◆ What is required
Update the forum post on Netatmo API rate limits by restating the part that begins with "Despite the statement" and ends with "rolling 60-minute basis)", with "solar hour" changed to "clock hour".
:: Text under study
API Rate Limit clarification request

panze97

Hi everyone,

I'm currently building a custom application that interfaces with the Netatmo Smart Home API. The app is designed to monitor the state of light switches and thermostats in near real-time, using a single polling call (homestatus) every few seconds to update the device status.

To test the official API rate limits, I created a brand new app, authorized it via OAuth with only one Netatmo account, and ensured only one refresh_token was active at any time. The access_token is refreshed at launch, and no other clients or users are connected.

Despite the statement found in this thread:

"If an app is used by ONLY one user is the limit per hour 2000 or 500? <= in this case, the limit will be 2000 calls per hour"

…I consistently hit a 429 Too Many Requests error once the app crosses ~500 API calls per hour, even when:

  • The app is used exclusively by one user

  • Calls are made within a single "solar hour", as defined by Netatmo's own rate limiting window (i.e. reset occurs at the top of each hour, not on a rolling 60-minute basis)

Can someone from the Netatmo team clarify:

  • Is the 2000 requests/hour per user limit still valid?
::::
:: Listed entries
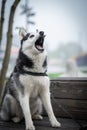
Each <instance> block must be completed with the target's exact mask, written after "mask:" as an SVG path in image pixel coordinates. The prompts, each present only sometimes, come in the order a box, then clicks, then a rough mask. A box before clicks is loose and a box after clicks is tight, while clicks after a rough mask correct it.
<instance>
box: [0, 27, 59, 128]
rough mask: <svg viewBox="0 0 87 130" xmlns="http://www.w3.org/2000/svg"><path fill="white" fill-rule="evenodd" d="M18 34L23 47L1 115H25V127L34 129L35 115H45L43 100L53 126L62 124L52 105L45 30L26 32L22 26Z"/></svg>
mask: <svg viewBox="0 0 87 130" xmlns="http://www.w3.org/2000/svg"><path fill="white" fill-rule="evenodd" d="M19 36H20V38H21V48H20V50H19V56H18V59H17V62H16V66H15V68H14V71H13V73H12V74H11V76H10V78H9V80H8V82H7V84H6V86H5V89H4V96H3V101H2V107H1V112H0V117H1V119H3V120H5V121H8V120H13V121H14V122H19V121H21V120H22V119H23V117H24V119H25V125H26V130H35V127H34V125H33V121H32V118H33V119H42V116H41V112H42V104H43V105H44V107H45V109H46V112H47V114H48V116H49V120H50V122H51V125H52V127H60V123H59V122H58V121H57V120H56V118H55V116H54V113H53V110H52V106H51V100H50V90H49V89H50V81H49V77H48V76H47V75H46V71H47V52H46V49H45V47H44V37H45V36H44V32H43V31H40V32H39V31H36V32H35V33H27V32H26V31H25V29H23V28H21V29H20V31H19ZM28 72H30V74H29V73H28ZM34 74H36V75H34ZM37 74H38V75H37Z"/></svg>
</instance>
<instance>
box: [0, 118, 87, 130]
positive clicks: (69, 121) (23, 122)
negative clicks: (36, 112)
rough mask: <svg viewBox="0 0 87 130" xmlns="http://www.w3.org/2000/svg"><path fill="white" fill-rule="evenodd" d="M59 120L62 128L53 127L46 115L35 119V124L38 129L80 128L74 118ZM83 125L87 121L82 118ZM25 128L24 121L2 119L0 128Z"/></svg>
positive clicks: (61, 129)
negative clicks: (42, 116)
mask: <svg viewBox="0 0 87 130" xmlns="http://www.w3.org/2000/svg"><path fill="white" fill-rule="evenodd" d="M58 121H59V122H60V123H61V128H52V127H51V125H50V122H49V120H48V117H45V118H44V119H43V120H42V121H35V120H34V125H35V128H36V130H47V129H48V130H78V129H79V125H78V124H77V123H76V122H75V121H73V120H72V119H64V118H58ZM80 122H81V124H82V125H83V126H85V125H86V123H87V122H86V121H82V120H80ZM2 129H3V130H25V124H24V121H23V122H21V123H17V124H16V123H13V122H2V121H0V130H2Z"/></svg>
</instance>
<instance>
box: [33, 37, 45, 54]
mask: <svg viewBox="0 0 87 130" xmlns="http://www.w3.org/2000/svg"><path fill="white" fill-rule="evenodd" d="M43 43H44V36H40V37H39V38H38V39H37V40H36V42H35V47H36V49H37V50H39V51H41V52H42V51H44V48H43Z"/></svg>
::::
◆ Expected output
Despite the statement found in this thread:

"If an app is used by ONLY one user is the limit per hour 2000 or 500? <= in this case, the limit will be 2000 calls per hour"

…I consistently hit a 429 Too Many Requests error once the app crosses ~500 API calls per hour, even when:

  • The app is used exclusively by one user

  • Calls are made within a single "clock hour", as defined by Netatmo's own rate limiting window (i.e. reset occurs at the top of each hour, not on a rolling 60-minute basis)